• YOUR INSTRUCTIONS:
Answer these questions from the excerpt on London's postwar history:
1. In what year was the elimination of trams completed?
2. About how many people did the Rolling Stones' free concert in Hyde Park draw?
3. Into how many boroughs was the rest of Greater London, apart from the City, reorganized?

START EXCERPT

Damage to the city during World War II resulted in the first concerted efforts to provide overall planning for the metropolitan region. Patrick Abercrombie's County of London plan was published in 1944 and a London County Council plan of 1951 made provision for open spaces, the construction of houses in suburban communities, the decentralization of population and industry, and the requirements of traffic; the elimination of trams, completed in 1952, helped to ease congestion. London's office and hotel space was greatly extended and large residential schemes were planned, such as the Barbican, an arts centre also designed to house 6,500 people, and estates at Pimlico and Thamesmead. With the growth of container traffic, port activities became concentrated at Tilbury, 40 km/25 mi downstream from Tower Bridge. By 1982 all the docks between the Tower and Barking Creek were closed, opening the way for extensive river development.

In the 1960s ‘swinging London’ was widely regarded as the fashion and music capital of the world; boutiques appeared on the King's Road, Chelsea, and Carnaby Street, and live music venues and recording studios flourished; a free concert in Hyde Park given by the Rolling Stones rock band drew an audience of around 500,000 people. The 1960s also saw the development of the Notting Hill Carnival, a celebration of London's Caribbean culture. Labour shortage after World War II had encouraged an influx of immigration, particularly from the West Indies and the Indian subcontinent.

Sweeping administrative changes were inaugurated by the London Government Act of 1963, which created Greater London (from 1 April 1965). The new region included the City of London, the 28 metropolitan boroughs of the former County of London, the whole of the county of Middlesex, and a large number of surrounding boroughs and urban district councils. The City remained a separate administrative unit governed by the corporation of the City of London, but the rest of Greater London was reorganized into 32 boroughs under the central control of the Greater London Council (GLC). The boroughs were given responsibility over local roads, housing, sewerage, recreational facilities, health and welfare services, and local amenities such as cemeteries. Education in the 12 inner boroughs was administered by the Inner London Education Authority (ILEA). In 1986 the GLC was abolished and administration was deferred to the individual boroughs, central government, and non-elected bodies. The ILEA was abolished in 1990 and boroughs became responsible for their state schools.

END EXCERPT
START LISTED ENTRIES

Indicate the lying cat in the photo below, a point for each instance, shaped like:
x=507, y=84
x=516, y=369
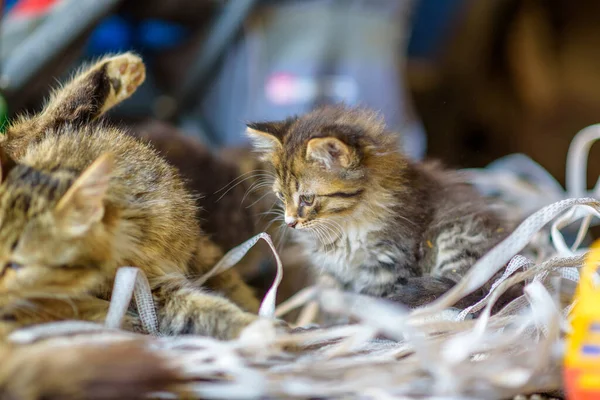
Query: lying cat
x=379, y=223
x=78, y=199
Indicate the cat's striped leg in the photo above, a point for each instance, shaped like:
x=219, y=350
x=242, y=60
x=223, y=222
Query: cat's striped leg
x=188, y=311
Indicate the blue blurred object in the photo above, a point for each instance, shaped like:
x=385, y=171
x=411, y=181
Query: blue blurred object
x=160, y=35
x=430, y=22
x=8, y=4
x=116, y=33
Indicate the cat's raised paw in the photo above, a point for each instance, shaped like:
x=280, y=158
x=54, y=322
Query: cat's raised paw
x=126, y=73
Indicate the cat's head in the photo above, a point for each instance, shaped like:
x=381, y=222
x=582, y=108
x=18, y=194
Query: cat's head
x=51, y=233
x=327, y=163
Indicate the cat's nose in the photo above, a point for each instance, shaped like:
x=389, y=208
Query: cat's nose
x=291, y=221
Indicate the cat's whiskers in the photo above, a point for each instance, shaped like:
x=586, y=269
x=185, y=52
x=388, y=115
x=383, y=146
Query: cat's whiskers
x=244, y=176
x=258, y=200
x=261, y=183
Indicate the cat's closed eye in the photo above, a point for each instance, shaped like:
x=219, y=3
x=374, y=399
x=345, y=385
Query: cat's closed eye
x=307, y=199
x=14, y=266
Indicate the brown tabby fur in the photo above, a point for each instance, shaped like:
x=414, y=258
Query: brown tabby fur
x=234, y=203
x=79, y=199
x=46, y=370
x=378, y=222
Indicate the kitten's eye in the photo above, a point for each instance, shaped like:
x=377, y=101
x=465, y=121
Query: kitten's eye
x=307, y=199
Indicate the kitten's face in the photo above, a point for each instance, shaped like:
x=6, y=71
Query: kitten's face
x=314, y=198
x=322, y=164
x=44, y=235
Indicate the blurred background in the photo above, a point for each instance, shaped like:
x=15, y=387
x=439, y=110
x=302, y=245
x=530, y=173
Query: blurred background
x=466, y=81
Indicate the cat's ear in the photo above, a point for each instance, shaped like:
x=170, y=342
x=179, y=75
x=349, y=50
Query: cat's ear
x=267, y=136
x=83, y=204
x=330, y=152
x=6, y=164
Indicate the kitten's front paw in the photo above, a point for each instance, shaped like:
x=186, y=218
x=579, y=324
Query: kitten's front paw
x=126, y=72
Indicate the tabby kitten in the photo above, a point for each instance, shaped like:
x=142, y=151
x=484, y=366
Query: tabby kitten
x=78, y=199
x=378, y=222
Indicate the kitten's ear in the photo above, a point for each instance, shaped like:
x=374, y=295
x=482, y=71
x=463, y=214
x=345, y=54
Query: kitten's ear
x=330, y=152
x=83, y=204
x=267, y=136
x=6, y=164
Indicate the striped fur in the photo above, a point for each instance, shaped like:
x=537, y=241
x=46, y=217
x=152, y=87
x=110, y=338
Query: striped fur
x=78, y=199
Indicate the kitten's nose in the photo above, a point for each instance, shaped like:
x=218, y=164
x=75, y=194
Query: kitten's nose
x=291, y=221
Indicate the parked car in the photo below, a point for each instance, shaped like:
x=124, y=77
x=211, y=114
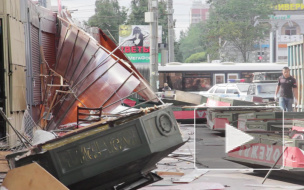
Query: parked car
x=264, y=90
x=235, y=90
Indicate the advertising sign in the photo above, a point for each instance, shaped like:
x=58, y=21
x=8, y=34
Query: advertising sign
x=141, y=57
x=137, y=35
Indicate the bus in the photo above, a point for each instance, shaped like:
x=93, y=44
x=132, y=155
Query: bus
x=202, y=76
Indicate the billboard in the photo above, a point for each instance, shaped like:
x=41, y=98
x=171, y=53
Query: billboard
x=141, y=57
x=137, y=35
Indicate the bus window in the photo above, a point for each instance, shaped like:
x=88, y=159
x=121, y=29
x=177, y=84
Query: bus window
x=232, y=76
x=174, y=80
x=197, y=84
x=220, y=90
x=219, y=78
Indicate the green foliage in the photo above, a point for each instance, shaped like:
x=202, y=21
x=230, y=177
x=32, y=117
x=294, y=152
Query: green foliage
x=192, y=41
x=235, y=21
x=108, y=16
x=197, y=58
x=177, y=53
x=137, y=15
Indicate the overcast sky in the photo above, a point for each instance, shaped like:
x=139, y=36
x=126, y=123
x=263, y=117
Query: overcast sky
x=86, y=9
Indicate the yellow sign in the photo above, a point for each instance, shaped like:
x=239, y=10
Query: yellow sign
x=125, y=30
x=289, y=7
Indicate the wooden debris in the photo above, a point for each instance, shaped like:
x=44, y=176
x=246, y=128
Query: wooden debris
x=169, y=173
x=190, y=177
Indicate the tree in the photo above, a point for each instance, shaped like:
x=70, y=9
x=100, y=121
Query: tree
x=137, y=15
x=234, y=22
x=192, y=41
x=108, y=16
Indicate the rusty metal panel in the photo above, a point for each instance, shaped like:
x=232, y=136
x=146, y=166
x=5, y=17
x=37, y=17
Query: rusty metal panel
x=95, y=77
x=2, y=7
x=17, y=42
x=33, y=14
x=47, y=20
x=35, y=54
x=49, y=47
x=18, y=88
x=16, y=121
x=13, y=8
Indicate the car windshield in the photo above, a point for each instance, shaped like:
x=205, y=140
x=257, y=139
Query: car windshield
x=243, y=87
x=266, y=88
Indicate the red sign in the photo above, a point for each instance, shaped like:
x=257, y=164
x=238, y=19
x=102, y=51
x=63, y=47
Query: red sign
x=135, y=49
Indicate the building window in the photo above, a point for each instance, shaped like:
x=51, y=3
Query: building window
x=290, y=31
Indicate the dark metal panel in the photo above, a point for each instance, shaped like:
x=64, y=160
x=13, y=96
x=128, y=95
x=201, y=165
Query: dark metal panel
x=36, y=80
x=49, y=49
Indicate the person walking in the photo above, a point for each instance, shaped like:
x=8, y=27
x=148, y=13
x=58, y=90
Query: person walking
x=166, y=87
x=287, y=89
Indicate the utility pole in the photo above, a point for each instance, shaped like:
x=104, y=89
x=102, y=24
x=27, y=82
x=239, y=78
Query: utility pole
x=170, y=31
x=152, y=18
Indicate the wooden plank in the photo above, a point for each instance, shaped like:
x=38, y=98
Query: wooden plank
x=191, y=176
x=4, y=168
x=31, y=176
x=169, y=173
x=4, y=153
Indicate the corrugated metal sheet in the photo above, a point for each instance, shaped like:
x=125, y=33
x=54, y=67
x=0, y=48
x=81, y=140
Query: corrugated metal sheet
x=35, y=54
x=18, y=88
x=47, y=20
x=97, y=79
x=13, y=8
x=17, y=43
x=33, y=14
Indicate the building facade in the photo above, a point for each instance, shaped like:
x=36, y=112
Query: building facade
x=198, y=12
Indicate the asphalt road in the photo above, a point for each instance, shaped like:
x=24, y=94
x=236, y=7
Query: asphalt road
x=209, y=154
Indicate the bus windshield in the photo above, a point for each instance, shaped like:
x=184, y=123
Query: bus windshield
x=243, y=87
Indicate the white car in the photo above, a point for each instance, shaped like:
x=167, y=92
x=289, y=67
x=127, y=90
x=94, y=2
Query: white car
x=264, y=90
x=235, y=90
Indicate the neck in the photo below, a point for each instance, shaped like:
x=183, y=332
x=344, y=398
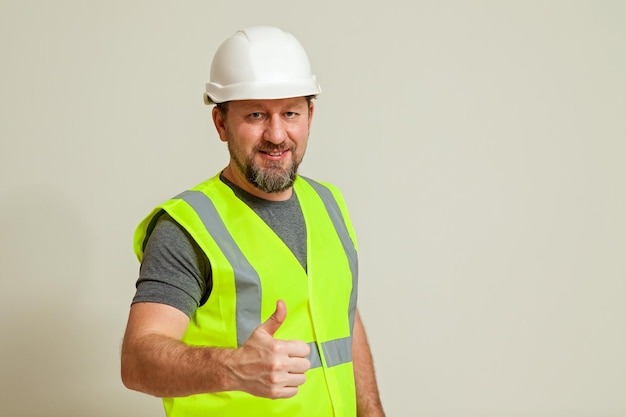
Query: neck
x=237, y=178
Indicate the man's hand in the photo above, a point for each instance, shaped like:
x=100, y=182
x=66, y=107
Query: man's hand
x=269, y=367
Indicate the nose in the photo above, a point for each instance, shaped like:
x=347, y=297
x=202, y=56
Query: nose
x=276, y=131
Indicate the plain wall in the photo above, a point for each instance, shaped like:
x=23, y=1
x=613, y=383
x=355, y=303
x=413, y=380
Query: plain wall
x=480, y=146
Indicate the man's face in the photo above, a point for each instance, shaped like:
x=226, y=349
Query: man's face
x=266, y=140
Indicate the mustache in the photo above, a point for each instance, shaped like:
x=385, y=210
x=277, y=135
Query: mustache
x=272, y=147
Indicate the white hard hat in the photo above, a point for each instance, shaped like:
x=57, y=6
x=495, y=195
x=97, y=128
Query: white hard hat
x=260, y=62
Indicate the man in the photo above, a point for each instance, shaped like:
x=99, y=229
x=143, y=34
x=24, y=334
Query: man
x=246, y=299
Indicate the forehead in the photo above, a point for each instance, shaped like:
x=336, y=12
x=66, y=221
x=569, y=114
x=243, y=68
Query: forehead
x=267, y=105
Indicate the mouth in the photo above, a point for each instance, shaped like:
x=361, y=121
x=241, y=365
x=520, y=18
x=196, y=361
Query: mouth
x=274, y=154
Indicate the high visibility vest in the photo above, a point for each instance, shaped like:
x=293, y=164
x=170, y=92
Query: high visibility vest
x=252, y=268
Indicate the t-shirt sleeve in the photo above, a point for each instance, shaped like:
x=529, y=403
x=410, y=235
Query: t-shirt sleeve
x=174, y=270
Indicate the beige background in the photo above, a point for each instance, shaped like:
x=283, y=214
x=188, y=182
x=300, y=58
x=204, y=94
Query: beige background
x=480, y=146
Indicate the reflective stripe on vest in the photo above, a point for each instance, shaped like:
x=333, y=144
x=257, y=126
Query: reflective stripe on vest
x=247, y=281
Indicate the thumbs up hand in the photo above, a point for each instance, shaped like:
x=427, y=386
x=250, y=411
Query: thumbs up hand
x=269, y=367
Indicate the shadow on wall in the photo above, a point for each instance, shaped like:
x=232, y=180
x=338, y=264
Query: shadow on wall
x=46, y=349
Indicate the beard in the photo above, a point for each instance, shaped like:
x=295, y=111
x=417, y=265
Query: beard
x=270, y=178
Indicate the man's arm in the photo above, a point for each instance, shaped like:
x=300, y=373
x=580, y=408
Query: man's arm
x=155, y=360
x=367, y=396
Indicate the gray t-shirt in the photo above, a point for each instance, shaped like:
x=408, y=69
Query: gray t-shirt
x=176, y=272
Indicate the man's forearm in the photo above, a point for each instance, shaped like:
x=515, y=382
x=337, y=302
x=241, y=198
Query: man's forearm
x=166, y=367
x=367, y=395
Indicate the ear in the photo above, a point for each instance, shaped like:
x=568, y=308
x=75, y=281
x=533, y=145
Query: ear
x=220, y=123
x=311, y=111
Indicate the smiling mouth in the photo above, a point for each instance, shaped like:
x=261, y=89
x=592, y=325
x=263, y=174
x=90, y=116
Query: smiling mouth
x=275, y=153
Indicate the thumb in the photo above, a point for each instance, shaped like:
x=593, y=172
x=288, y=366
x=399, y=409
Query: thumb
x=272, y=324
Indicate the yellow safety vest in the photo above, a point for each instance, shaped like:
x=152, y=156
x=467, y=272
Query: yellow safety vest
x=252, y=268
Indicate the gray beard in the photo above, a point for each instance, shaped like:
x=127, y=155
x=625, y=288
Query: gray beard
x=271, y=179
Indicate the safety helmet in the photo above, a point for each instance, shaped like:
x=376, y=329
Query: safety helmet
x=260, y=62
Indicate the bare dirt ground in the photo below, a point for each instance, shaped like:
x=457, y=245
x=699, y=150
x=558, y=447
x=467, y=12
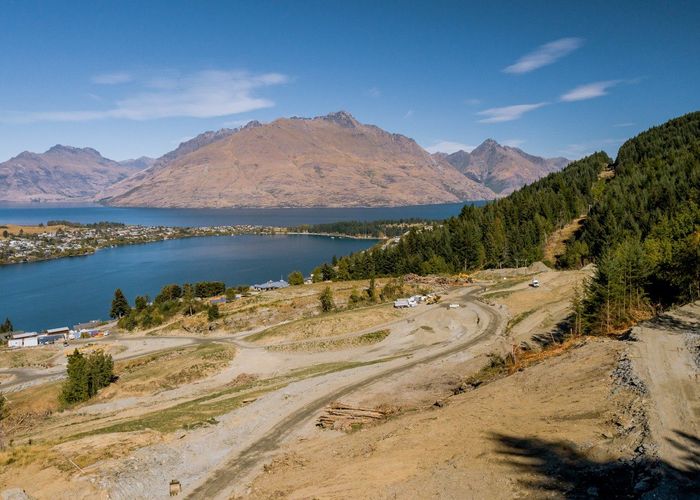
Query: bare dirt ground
x=561, y=428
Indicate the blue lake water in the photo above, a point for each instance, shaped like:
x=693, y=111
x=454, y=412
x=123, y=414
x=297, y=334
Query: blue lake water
x=64, y=292
x=36, y=213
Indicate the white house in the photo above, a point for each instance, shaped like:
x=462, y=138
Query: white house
x=29, y=339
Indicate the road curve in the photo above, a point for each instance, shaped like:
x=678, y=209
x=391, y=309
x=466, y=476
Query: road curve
x=219, y=483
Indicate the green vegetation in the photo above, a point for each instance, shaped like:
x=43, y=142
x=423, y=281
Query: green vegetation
x=507, y=232
x=213, y=312
x=363, y=229
x=295, y=278
x=326, y=300
x=120, y=306
x=643, y=231
x=6, y=326
x=86, y=375
x=641, y=226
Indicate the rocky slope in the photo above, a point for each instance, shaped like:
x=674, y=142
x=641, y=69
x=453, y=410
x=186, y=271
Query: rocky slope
x=62, y=173
x=159, y=164
x=503, y=169
x=327, y=161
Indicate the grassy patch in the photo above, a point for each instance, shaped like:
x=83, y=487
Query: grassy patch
x=168, y=369
x=517, y=319
x=334, y=344
x=328, y=325
x=20, y=358
x=203, y=410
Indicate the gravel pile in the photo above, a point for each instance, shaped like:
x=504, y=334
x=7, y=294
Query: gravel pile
x=624, y=376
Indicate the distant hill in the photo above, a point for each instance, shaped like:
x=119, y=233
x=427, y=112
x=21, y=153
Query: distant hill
x=138, y=163
x=327, y=161
x=503, y=169
x=62, y=173
x=158, y=164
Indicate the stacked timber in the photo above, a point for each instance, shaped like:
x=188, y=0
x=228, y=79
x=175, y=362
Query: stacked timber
x=339, y=416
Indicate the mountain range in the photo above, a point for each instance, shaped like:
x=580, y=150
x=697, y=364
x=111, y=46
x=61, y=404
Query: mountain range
x=503, y=169
x=326, y=161
x=62, y=173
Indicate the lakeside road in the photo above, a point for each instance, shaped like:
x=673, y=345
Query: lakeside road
x=236, y=455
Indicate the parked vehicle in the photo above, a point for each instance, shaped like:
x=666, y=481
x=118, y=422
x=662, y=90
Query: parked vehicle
x=401, y=303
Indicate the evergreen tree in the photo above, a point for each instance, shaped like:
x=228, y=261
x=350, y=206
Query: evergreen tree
x=120, y=306
x=141, y=302
x=295, y=278
x=75, y=388
x=213, y=312
x=6, y=326
x=326, y=300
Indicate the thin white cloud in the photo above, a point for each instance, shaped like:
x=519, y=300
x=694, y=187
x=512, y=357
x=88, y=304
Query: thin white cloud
x=448, y=147
x=514, y=143
x=544, y=55
x=204, y=94
x=589, y=91
x=507, y=113
x=112, y=78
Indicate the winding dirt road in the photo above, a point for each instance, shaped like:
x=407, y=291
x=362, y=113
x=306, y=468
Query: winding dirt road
x=232, y=474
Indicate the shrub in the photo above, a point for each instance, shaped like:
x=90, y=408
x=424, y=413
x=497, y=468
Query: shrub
x=326, y=300
x=295, y=278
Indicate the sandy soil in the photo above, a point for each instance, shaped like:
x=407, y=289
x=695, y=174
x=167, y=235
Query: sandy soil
x=479, y=443
x=558, y=429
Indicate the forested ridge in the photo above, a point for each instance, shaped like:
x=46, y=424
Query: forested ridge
x=507, y=232
x=641, y=228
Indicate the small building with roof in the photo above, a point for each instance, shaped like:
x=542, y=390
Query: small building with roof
x=271, y=285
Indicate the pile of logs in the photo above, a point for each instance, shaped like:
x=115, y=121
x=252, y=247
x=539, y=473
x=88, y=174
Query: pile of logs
x=339, y=416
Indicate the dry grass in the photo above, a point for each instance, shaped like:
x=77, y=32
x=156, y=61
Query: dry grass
x=35, y=357
x=14, y=229
x=556, y=242
x=328, y=325
x=334, y=344
x=167, y=370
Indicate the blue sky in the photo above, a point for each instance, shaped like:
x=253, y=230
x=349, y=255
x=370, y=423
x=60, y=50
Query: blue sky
x=136, y=78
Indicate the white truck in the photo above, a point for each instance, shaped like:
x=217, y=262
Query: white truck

END LISTED ENTRIES

• RESULT:
1. 1952
2. Around 500,000
3. 32